Write out the lines of the data below word for word, but leave out the pictures.

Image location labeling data
——————
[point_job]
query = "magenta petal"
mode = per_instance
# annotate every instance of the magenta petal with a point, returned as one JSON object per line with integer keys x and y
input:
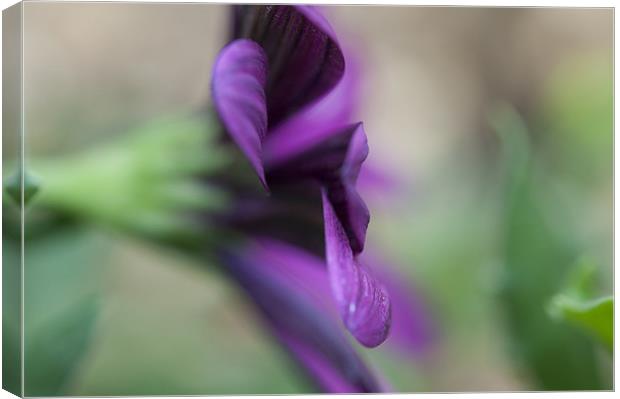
{"x": 334, "y": 159}
{"x": 305, "y": 60}
{"x": 285, "y": 283}
{"x": 414, "y": 330}
{"x": 317, "y": 121}
{"x": 238, "y": 91}
{"x": 363, "y": 302}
——————
Expected answer >>
[point_job]
query = "magenta petal"
mode = per_instance
# annotate every instance of the magenta petal with a point, returned as one JSON object per line with integer keys x and y
input:
{"x": 334, "y": 159}
{"x": 305, "y": 60}
{"x": 285, "y": 283}
{"x": 414, "y": 330}
{"x": 317, "y": 121}
{"x": 238, "y": 91}
{"x": 363, "y": 302}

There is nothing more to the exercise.